TASKS FOR THIS EXERCISE:
#1 In the passage on Liverpool's transfer spending, in what month and year did the former owners buy the club?
#2 Write the next part of the passage on Liverpool's transfer spending, picking up after its last sentence.

PASSAGE TO READ:
Of course, most teams could make the same excuses, but it is compounded in Liverpool’s case by the large amount of money they have spent on bringing in new players, which should have addressed some of the obvious weaknesses in the squad, such as finding someone able to consistently put the ball in the net. The policy of buying British has not exactly been a glittering success to date, exacerbated by the high fees spent on the likes of Andy Carroll, Stewart Downing, Jordan Henderson and Charlie Adam.

"Stevie wonders"

Although the side has under-performed, at least the owners’ willingness to back the manager in the transfer market should be applauded (“a significant commitment”, according to managing director Ian Ayre), especially as this is in stark contrast to the parsimonious approach adopted by their reviled predecessors, Tom Hicks and George Gillett. There seems to be an element here of proving to the fans that the new boss is not like the old boss, as Henry observed, “There was a fear we wouldn’t spend.” More positively, Billy Hogan, managing director of Fenway Sports Marketing, outlined the group’s philosophy, “You’re seeing the desire to win and the desire to compete in the transfer market.”

It’s worth pausing to reflect on how different this is from the unpopular former owners, who saddled Liverpool with a mountain of debt when they bought the club in March 2007, then took them to the brink of administration. The desperate situation was crisply summarised by UEFA’s William Gaillard: “The club has been rescued, thank God, but it was a close call. They suddenly found themselves being owned by two failed banks that had been taken over by governments.”

SOURCE MATERIAL:
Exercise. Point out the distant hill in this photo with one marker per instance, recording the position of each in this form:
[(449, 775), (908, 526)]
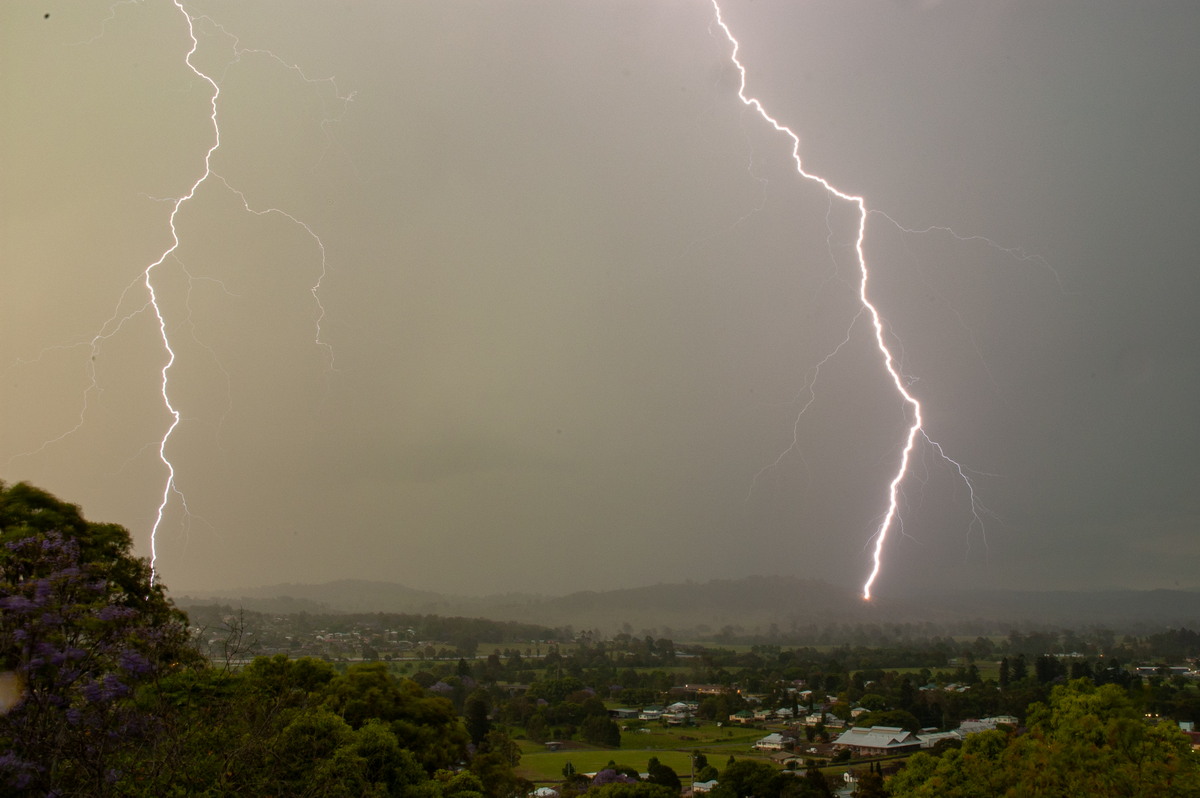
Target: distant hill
[(767, 607)]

ANSWER SET:
#1 March 2007

#2
Liverpool’s debt had reached shocking levels under the previous unwanted regime. Although there was “only” £123 million net debt in the football club, the full picture was revealed in the holding company where borrowings had grown to around £400 million. The good news is that this debt was largely eliminated after the change in ownership, though there is still £65m net debt, comprising £38 million bank loans and £30 million owed to UKSV Holdings less £3 million cash.
This is enormously significant to the club’s finances, as the prohibitively expensive annual interest payments of £18 million (£40 million including the holding company) have been drastically reduced to just £3 million, which Ayre said meant that Liverpool are “in a much stronger position to utilise our revenues more effectively on the team.”

However difficult this season is proving, there is no doubt that it is preferable to the depths of despair suffered under the previous “gang of four”: Hicks and Gillett, a couple of charmless chancers; Christian Purslow, a smug, superficial excuse of a chief executive, who delivered little beyond infamously nominating himself as “the Fernando Torres of finance”; and poor Roy Hodgson, an experienced manager who was the archetypal square peg in a round hole (though apparently good enough to lead his country).

The arrival of Fenway Sports Group (FSG) has dramatically improved the club’s finances, as noted by Dalglish, “Off the pitch, especially, the club is a lot stronger than it was… see how much money we are getting through sponsorship and kit deals.” This comment was widely ridiculed, but he does have a point: the use of the money may be open to question, but at least it’s now available.

Some may wish that the owners would provide even more financing, but this is infinitely better than recent years when top class players were sold and replaced by inferior “talents” – Christian Poulsen and Joe Cole for Xabi Alonso and Javier Mascherano, anyone?


On the face of it, this improvement has not yet been reflected in the figures, as Liverpool announced a £49.3 million loss before tax for 2010/11, £29 million worse than the previous year, though much of this was due to clearing up the mess left by the “cowboys” with the club booking enormous exceptional expenses of £59m, mainly £49.6 million relating to the aborted stadium plans and £8.4 million termination payments to Hodgson (and his backroom staff) plus Purslow.

This is fairly typical of new management coming in and cleaning house. As Ayre said, “It is a big loss and a big write-off, but it means that it’s gone forever now and we can move forward without that around our neck.”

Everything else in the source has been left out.